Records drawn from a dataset
——

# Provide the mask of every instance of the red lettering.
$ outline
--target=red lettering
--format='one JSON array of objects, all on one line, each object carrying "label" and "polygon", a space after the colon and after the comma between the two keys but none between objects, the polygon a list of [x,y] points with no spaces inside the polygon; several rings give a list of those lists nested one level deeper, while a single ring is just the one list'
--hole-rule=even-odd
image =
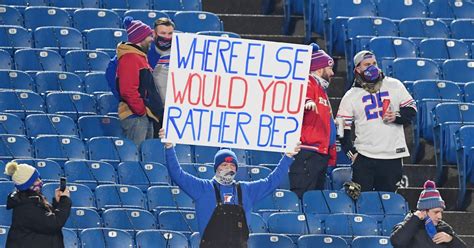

——

WHAT THE TASK ASKS: The lines you need are those with the word "lettering"; list them from the entries.

SOLUTION TO THIS TASK:
# Provide the mask of every instance of the red lettering.
--target=red lettering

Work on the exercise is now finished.